### EXERCISE
Set down exactly the lines that run from the line with "Find the shrub in the image above." to the end of the data, and nothing else.

Saved entries:
————————

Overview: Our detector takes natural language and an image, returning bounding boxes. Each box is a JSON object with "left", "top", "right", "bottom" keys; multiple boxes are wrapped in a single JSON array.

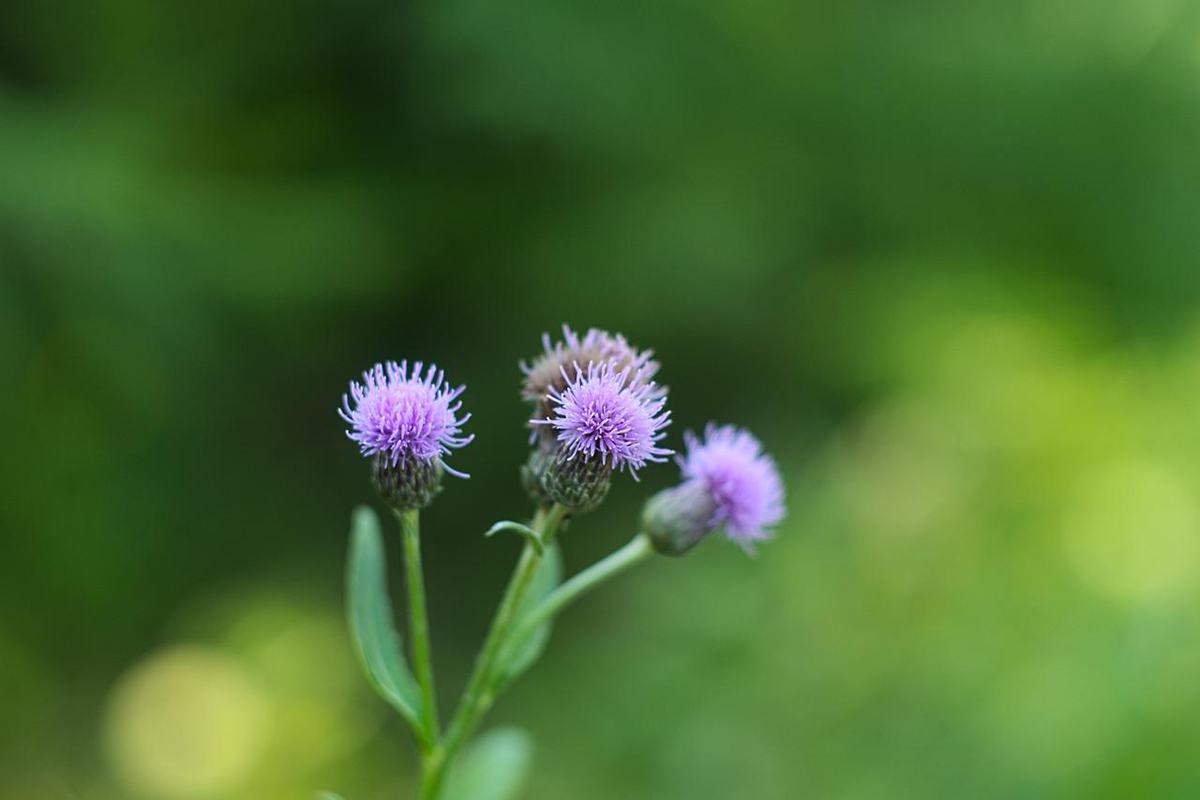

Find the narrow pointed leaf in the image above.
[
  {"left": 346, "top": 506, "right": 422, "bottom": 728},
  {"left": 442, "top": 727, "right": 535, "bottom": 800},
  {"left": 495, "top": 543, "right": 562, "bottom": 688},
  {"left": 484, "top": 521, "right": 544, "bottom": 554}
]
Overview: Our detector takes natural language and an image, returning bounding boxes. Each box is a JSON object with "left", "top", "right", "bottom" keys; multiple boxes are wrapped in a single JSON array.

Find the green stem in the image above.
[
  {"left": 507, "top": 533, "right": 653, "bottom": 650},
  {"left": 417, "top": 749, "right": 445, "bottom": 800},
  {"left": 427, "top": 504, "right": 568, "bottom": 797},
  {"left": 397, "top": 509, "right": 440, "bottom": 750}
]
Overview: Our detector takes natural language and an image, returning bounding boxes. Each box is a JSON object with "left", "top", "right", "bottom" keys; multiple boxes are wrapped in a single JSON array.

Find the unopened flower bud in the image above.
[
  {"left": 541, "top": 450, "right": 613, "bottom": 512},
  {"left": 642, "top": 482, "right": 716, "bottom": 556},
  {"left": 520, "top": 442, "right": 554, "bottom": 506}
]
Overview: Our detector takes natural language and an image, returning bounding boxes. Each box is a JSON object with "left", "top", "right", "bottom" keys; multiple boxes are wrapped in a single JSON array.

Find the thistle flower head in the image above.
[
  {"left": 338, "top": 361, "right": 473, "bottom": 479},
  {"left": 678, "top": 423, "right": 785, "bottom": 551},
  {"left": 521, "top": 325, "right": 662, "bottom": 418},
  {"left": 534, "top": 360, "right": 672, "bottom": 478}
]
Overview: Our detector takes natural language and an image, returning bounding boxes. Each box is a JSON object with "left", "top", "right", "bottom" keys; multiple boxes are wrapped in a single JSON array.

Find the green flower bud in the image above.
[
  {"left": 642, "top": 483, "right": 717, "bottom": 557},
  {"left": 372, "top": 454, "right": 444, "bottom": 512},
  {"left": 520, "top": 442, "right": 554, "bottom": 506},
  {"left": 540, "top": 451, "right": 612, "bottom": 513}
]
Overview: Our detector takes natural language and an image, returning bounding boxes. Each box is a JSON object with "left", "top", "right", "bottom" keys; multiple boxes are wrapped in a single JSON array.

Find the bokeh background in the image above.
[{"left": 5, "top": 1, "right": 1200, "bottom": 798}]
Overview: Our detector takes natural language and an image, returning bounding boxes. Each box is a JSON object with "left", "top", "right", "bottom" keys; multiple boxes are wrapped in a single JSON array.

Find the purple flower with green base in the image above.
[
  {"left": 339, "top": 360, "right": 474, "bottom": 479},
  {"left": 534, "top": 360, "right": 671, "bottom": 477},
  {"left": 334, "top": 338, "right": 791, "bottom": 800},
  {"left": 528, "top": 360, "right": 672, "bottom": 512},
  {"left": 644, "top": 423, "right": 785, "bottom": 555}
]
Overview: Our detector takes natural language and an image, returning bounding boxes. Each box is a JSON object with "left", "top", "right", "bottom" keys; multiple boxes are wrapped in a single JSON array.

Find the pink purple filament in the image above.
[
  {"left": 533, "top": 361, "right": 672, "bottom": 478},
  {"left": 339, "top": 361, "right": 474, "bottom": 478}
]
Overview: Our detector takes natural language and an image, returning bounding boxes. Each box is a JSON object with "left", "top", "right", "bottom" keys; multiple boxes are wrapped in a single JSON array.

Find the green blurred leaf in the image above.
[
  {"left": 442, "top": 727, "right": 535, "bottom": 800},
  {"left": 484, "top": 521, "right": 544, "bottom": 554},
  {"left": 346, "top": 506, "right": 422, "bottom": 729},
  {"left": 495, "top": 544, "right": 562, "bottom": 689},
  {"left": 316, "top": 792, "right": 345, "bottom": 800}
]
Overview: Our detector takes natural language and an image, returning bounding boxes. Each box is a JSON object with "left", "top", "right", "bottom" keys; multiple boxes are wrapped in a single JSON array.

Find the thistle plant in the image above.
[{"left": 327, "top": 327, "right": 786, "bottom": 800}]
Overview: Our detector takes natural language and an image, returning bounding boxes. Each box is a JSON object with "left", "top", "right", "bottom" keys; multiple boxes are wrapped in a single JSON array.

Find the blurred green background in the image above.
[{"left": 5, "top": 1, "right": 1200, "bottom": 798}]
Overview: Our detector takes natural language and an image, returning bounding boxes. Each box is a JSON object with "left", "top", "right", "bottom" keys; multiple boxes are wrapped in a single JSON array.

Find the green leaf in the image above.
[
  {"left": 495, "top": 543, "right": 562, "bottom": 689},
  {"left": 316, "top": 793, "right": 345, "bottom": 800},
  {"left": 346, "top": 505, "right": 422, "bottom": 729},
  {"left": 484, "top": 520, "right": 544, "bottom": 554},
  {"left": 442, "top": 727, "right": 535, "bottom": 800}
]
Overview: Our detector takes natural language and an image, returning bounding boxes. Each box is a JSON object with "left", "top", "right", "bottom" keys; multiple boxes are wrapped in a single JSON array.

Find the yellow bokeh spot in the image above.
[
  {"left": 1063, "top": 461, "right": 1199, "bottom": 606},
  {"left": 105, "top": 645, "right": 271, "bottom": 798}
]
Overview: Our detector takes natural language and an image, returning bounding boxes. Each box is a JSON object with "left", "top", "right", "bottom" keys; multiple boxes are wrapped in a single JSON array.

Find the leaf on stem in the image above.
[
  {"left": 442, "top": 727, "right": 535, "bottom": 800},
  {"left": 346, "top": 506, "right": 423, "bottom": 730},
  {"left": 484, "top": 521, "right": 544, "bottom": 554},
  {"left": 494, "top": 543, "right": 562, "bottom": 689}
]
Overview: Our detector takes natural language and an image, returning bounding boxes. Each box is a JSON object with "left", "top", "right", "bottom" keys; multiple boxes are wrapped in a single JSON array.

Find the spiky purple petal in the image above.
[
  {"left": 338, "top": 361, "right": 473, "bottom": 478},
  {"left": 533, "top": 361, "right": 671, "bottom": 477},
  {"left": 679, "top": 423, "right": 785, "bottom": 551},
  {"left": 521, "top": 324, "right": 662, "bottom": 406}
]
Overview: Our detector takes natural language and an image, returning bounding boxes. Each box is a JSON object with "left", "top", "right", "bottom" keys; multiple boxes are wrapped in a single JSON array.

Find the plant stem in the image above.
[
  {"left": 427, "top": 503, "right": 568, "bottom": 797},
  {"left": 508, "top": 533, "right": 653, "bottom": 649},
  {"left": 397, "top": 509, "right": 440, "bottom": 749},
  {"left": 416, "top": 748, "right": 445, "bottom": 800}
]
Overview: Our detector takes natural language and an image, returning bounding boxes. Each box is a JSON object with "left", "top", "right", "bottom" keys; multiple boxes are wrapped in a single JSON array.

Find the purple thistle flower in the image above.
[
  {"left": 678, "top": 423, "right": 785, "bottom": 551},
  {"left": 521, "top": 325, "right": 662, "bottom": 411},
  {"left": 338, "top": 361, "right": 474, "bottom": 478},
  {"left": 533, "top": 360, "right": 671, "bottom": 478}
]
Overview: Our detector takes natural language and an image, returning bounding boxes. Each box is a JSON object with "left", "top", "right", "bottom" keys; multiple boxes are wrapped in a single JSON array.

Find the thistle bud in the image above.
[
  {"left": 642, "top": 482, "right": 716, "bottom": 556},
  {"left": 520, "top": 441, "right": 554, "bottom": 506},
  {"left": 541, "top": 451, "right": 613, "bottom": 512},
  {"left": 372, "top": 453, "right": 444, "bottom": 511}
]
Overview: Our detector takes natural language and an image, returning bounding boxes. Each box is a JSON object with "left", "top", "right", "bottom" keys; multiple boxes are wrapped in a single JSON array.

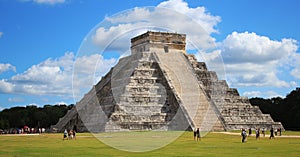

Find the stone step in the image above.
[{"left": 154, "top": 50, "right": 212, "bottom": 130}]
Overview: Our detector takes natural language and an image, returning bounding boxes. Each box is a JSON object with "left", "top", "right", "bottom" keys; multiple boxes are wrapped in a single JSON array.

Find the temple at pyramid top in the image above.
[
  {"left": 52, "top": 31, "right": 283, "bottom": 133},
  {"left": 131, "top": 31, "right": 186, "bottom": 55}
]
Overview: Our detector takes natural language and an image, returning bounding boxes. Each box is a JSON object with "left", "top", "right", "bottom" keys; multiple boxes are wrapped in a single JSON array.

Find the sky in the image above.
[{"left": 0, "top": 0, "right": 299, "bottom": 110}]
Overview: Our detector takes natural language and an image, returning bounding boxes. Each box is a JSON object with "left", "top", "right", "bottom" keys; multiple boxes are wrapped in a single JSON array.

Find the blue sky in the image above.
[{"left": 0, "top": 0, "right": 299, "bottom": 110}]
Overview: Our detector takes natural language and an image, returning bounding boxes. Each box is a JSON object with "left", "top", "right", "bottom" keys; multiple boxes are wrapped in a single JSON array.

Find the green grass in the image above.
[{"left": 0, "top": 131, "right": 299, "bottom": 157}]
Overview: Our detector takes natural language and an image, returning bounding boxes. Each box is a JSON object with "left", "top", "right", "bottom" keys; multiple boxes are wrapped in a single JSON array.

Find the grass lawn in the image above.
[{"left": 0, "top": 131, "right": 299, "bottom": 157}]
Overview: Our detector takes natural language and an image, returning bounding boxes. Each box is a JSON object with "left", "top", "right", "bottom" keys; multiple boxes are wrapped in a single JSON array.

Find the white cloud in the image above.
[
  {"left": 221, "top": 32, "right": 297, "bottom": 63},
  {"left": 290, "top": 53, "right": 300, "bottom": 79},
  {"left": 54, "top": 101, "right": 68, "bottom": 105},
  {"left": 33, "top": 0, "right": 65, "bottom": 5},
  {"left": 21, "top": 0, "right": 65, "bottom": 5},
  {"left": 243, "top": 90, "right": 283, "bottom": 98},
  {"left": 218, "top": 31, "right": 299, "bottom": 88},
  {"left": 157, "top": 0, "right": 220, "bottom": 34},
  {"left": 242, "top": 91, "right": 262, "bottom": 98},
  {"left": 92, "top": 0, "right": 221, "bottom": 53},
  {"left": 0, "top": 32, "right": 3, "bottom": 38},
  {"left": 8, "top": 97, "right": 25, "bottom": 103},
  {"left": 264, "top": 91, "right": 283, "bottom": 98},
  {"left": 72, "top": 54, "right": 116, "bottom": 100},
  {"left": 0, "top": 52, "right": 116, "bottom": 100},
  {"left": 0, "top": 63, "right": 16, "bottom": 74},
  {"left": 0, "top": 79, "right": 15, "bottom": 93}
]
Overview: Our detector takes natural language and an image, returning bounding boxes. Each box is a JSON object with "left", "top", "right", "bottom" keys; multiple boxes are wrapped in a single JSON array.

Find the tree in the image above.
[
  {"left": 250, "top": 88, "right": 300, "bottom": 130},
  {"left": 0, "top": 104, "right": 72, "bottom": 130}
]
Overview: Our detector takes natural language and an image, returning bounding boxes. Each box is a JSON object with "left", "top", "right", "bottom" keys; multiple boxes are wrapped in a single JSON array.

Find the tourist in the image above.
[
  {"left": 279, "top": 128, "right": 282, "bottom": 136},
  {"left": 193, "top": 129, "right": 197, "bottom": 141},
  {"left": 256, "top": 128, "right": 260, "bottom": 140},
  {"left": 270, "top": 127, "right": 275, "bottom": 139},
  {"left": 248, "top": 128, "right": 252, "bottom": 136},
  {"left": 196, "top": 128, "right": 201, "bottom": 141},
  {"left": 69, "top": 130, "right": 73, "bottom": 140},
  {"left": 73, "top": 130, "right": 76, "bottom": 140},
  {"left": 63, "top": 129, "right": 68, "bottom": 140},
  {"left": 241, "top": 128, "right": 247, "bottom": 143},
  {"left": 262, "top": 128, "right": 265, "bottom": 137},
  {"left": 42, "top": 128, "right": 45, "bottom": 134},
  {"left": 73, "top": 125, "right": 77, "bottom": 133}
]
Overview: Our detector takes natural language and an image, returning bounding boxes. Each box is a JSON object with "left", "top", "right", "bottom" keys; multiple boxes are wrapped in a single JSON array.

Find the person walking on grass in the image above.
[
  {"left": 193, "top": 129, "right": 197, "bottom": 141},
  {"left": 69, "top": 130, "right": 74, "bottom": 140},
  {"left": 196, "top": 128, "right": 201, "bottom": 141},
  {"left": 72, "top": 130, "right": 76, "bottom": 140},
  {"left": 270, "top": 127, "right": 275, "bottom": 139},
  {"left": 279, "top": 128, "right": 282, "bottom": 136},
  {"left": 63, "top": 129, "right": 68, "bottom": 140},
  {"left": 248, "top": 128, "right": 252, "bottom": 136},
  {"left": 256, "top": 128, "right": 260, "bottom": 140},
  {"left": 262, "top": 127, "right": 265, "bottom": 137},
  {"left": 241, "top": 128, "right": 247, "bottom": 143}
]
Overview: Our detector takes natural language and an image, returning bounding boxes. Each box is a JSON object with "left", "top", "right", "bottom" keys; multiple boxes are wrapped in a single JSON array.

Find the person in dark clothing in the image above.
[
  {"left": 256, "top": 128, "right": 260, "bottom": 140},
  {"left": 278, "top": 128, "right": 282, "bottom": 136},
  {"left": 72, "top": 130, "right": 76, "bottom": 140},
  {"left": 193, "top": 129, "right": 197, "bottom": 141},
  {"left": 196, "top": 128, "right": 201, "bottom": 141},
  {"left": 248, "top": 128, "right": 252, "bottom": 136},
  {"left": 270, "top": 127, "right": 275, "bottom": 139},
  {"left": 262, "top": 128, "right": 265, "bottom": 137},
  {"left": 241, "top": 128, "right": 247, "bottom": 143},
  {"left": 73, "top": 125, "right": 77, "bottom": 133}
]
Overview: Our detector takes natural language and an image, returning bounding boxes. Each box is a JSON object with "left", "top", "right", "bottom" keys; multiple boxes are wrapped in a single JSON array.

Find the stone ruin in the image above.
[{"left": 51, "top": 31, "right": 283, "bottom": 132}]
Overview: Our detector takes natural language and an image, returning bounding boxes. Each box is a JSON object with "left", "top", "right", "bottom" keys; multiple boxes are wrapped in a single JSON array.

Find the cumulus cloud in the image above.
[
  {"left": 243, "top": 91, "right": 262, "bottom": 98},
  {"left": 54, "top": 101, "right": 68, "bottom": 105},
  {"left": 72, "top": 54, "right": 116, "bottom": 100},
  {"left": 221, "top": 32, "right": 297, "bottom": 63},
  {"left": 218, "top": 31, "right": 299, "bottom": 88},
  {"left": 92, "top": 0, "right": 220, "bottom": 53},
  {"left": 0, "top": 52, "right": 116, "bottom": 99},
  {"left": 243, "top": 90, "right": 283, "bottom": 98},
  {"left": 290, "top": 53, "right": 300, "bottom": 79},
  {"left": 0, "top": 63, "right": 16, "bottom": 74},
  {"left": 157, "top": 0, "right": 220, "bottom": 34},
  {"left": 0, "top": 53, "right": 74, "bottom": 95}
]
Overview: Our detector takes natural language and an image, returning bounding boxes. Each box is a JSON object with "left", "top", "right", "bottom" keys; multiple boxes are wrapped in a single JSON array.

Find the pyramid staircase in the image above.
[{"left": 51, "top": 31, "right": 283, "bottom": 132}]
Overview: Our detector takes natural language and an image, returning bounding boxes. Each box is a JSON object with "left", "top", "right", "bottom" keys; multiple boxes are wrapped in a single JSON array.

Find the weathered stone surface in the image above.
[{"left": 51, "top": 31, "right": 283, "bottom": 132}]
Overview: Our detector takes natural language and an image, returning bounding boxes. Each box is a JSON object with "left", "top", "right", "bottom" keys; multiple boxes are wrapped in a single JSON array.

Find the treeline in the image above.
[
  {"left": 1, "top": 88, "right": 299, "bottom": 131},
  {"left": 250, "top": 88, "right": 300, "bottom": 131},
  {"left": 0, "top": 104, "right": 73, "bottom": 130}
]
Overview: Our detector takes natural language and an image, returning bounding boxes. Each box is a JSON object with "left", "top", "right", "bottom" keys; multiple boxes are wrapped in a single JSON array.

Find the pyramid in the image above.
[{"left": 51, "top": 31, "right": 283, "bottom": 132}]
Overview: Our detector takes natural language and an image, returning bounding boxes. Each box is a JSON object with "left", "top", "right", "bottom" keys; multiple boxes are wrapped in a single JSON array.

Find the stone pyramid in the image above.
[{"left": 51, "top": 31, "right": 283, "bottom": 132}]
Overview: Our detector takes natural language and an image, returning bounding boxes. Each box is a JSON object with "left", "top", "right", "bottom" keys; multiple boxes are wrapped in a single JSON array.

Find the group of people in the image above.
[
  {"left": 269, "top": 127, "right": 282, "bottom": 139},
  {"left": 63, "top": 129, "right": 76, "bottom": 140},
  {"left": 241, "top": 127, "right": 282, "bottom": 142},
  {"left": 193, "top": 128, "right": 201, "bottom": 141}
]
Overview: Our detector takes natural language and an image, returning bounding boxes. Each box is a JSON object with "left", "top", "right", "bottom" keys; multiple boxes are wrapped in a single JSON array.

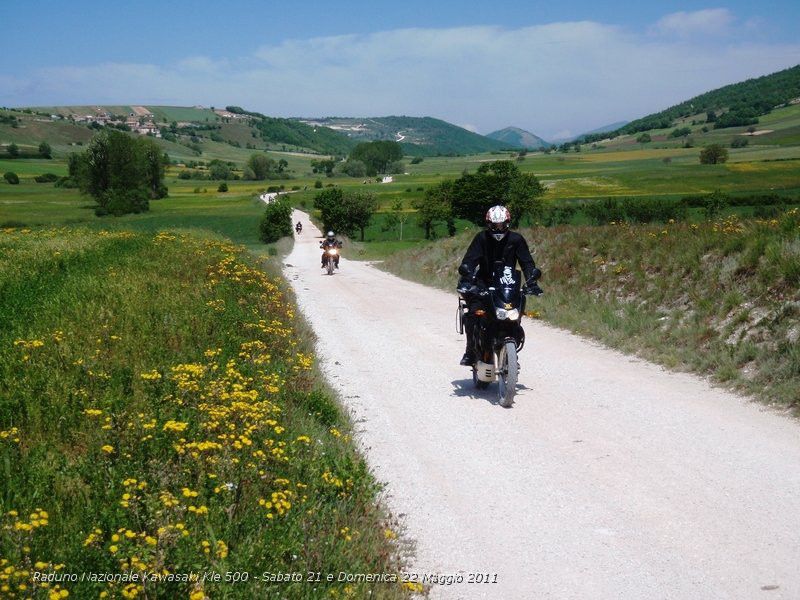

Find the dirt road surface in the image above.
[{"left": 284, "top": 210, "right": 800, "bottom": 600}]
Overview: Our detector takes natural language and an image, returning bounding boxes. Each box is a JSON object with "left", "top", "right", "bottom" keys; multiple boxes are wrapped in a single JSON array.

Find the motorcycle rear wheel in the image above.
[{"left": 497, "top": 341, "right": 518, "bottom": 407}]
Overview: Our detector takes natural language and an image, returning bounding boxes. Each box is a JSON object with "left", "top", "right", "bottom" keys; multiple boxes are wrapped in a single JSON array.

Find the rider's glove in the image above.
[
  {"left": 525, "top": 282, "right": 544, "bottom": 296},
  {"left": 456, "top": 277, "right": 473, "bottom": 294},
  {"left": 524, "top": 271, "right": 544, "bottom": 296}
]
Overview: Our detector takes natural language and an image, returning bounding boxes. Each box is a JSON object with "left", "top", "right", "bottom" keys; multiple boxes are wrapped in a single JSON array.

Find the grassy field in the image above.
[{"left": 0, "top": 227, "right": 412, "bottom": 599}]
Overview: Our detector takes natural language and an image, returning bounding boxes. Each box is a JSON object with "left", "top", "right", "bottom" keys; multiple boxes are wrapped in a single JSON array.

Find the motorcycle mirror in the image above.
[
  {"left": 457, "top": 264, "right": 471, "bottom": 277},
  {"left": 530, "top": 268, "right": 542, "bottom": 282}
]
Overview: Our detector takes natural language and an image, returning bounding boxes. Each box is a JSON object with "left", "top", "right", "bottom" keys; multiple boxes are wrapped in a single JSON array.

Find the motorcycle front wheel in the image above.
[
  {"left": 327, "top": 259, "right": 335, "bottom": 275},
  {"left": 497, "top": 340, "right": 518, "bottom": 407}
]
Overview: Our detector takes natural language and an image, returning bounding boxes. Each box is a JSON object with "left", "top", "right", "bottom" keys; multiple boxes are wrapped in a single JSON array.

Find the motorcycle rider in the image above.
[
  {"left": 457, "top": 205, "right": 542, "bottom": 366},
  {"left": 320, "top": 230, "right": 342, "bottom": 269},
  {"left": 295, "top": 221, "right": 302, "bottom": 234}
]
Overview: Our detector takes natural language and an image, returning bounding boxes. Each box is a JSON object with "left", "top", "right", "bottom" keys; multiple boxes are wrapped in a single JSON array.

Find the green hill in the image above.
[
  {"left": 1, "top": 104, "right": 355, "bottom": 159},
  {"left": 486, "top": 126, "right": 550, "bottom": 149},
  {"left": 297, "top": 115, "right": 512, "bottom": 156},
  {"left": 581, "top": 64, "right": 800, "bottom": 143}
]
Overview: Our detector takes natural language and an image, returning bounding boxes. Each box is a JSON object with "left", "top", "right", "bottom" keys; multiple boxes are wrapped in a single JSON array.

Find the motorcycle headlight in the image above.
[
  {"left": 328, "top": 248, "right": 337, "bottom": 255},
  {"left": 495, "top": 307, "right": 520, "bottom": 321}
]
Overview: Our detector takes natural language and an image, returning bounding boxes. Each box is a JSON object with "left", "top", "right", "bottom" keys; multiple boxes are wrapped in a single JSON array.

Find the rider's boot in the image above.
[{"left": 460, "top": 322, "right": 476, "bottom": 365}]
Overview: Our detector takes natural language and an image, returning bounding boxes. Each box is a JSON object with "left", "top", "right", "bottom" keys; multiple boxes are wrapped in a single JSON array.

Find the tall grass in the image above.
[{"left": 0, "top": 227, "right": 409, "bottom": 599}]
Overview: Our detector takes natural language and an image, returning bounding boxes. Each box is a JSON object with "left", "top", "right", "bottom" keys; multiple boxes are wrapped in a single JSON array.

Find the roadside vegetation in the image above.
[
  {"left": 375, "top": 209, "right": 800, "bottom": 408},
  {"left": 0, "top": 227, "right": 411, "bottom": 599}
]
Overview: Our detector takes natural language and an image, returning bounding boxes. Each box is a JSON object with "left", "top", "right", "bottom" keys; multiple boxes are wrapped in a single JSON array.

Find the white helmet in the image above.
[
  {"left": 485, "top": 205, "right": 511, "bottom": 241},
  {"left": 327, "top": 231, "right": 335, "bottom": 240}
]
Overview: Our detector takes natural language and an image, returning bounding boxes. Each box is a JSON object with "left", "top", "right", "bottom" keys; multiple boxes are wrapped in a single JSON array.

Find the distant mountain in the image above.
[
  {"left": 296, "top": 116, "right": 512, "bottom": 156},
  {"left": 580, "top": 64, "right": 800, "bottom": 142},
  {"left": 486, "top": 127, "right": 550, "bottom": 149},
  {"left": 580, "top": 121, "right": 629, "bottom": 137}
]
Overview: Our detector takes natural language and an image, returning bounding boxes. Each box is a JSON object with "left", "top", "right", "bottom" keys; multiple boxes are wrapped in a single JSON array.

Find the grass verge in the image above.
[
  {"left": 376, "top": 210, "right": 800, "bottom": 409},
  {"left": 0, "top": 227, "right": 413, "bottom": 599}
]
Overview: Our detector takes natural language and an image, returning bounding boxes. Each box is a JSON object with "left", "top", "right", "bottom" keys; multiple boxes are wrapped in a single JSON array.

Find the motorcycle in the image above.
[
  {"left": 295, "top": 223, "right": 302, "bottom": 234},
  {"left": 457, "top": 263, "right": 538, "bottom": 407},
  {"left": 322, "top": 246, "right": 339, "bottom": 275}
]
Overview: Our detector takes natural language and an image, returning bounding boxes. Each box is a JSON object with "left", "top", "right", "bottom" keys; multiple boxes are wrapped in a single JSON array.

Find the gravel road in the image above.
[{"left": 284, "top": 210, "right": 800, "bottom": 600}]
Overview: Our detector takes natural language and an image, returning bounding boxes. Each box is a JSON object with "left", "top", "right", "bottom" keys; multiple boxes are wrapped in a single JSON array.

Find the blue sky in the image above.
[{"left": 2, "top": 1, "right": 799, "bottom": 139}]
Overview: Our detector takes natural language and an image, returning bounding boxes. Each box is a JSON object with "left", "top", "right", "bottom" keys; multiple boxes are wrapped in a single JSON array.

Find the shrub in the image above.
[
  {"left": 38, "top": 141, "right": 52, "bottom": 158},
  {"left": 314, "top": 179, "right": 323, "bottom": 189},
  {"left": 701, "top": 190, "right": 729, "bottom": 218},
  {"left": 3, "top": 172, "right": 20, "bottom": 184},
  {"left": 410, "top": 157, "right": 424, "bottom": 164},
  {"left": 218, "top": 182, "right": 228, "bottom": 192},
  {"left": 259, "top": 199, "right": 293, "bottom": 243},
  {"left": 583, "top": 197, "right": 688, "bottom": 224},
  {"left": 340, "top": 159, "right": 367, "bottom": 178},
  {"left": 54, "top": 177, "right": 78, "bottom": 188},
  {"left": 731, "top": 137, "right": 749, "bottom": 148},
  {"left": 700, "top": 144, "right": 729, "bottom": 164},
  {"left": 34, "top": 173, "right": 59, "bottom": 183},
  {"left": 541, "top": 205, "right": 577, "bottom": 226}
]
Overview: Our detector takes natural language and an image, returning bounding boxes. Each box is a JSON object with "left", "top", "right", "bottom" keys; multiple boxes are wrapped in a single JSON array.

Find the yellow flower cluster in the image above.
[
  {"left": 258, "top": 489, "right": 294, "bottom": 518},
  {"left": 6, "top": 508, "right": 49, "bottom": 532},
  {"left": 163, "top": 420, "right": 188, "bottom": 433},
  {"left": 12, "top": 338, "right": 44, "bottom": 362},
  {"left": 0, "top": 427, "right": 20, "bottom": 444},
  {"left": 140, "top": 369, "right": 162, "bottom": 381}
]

————————

### EXPECTED ANSWER
Find the shrub in the image above.
[
  {"left": 38, "top": 141, "right": 52, "bottom": 158},
  {"left": 314, "top": 179, "right": 323, "bottom": 189},
  {"left": 701, "top": 190, "right": 729, "bottom": 218},
  {"left": 3, "top": 172, "right": 20, "bottom": 184},
  {"left": 410, "top": 157, "right": 424, "bottom": 164},
  {"left": 218, "top": 182, "right": 228, "bottom": 192},
  {"left": 259, "top": 199, "right": 293, "bottom": 243},
  {"left": 583, "top": 197, "right": 688, "bottom": 224},
  {"left": 340, "top": 159, "right": 367, "bottom": 178},
  {"left": 54, "top": 177, "right": 78, "bottom": 188},
  {"left": 731, "top": 137, "right": 749, "bottom": 148},
  {"left": 700, "top": 144, "right": 729, "bottom": 164},
  {"left": 34, "top": 173, "right": 59, "bottom": 183},
  {"left": 541, "top": 205, "right": 577, "bottom": 226}
]
Overview: Our detector takes natural language and an image, returning bounding boxes. Each box is a JSON object with "left", "top", "right", "bottom" keys; multiple boxes are wrapped in a single JSON array.

Find the yellow flower cluster in the image above.
[
  {"left": 258, "top": 489, "right": 294, "bottom": 518},
  {"left": 6, "top": 508, "right": 49, "bottom": 532},
  {"left": 163, "top": 420, "right": 188, "bottom": 433},
  {"left": 12, "top": 338, "right": 44, "bottom": 362},
  {"left": 0, "top": 427, "right": 20, "bottom": 444},
  {"left": 140, "top": 369, "right": 162, "bottom": 381}
]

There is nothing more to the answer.